## start
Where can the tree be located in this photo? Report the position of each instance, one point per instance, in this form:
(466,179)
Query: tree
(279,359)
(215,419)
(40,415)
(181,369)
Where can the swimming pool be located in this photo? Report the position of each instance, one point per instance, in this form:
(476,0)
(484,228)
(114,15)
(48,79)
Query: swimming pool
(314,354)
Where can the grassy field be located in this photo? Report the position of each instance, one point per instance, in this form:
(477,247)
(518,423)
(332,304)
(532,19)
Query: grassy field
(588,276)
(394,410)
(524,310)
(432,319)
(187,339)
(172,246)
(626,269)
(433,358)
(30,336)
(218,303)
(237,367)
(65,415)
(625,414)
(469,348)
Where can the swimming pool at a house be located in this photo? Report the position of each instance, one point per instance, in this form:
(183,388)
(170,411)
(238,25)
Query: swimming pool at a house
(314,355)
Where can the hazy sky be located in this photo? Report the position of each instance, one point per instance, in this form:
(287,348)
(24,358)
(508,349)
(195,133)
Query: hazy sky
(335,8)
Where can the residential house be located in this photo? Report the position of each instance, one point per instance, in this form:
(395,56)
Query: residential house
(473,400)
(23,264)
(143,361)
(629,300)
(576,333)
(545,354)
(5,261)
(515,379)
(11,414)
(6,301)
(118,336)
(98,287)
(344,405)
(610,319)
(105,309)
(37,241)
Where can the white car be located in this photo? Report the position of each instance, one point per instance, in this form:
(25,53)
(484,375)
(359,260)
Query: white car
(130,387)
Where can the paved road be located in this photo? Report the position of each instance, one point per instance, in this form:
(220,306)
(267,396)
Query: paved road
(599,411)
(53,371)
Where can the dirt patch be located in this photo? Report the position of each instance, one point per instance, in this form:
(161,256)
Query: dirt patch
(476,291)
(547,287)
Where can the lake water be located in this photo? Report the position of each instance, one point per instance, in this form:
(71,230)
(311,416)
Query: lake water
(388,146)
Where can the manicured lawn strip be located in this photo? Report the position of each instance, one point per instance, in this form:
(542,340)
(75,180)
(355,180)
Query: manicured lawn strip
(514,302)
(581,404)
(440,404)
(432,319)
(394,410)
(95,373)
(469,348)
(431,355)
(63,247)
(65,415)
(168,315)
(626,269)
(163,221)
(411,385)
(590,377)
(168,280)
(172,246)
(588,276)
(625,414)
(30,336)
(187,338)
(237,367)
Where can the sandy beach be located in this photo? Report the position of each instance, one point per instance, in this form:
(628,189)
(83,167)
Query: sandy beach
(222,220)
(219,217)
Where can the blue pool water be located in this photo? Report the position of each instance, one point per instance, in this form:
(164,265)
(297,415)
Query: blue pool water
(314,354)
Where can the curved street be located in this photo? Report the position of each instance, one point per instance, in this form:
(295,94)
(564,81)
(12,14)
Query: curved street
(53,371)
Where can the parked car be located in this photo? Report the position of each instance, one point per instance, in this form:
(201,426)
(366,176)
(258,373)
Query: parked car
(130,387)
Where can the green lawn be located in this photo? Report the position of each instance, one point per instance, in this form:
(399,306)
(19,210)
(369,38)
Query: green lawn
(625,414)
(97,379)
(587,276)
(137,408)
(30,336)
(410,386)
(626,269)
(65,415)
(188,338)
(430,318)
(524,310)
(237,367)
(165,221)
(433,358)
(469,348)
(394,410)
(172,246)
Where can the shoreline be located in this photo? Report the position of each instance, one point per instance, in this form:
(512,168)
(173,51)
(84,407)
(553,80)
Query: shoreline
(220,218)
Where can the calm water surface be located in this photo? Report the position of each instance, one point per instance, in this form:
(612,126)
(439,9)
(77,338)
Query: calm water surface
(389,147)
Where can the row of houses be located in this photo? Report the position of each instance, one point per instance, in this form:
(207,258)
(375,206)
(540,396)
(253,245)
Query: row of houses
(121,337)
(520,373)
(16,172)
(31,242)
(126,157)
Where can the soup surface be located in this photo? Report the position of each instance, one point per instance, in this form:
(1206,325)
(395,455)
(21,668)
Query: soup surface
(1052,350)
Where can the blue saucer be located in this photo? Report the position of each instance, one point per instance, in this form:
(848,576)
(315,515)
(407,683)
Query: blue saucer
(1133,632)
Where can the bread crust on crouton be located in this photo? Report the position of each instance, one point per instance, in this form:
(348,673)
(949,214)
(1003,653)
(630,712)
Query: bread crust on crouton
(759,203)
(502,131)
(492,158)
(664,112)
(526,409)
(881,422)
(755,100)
## end
**Instructions to follow:** Please rewrite the stretch from the line containing "Where can the calm" through the end of the records, requests included, adding -119 to every number in the answer coordinates.

**Finished task:**
Where can the calm water surface be located in this photo? Report the position of each instance, one point per instance, in this form:
(612,126)
(439,9)
(77,338)
Query: calm water surface
(270,28)
Where can the row of houses be located in this photo? Report the position of each instance, one point per instance, in this form:
(207,258)
(375,206)
(540,396)
(253,245)
Query: row of houses
(2,218)
(401,254)
(-103,53)
(-88,123)
(7,38)
Where can the soup surface be located in this photo? Report the position of each instance, one point per instance, in this form:
(1206,325)
(395,455)
(21,668)
Query: soup surface
(933,231)
Where can the blue saucer be located in this photo? Report the position of each instance, one point per instance, in this form:
(848,576)
(315,515)
(407,683)
Query: blue saucer
(1014,513)
Where can the bread crust on crouton be located in this photo? Report the position of each instance, one point per instance, in this form:
(348,673)
(949,214)
(1003,653)
(630,712)
Query: bread crust on crouton
(640,84)
(383,12)
(373,39)
(545,-7)
(407,290)
(762,303)
(636,-19)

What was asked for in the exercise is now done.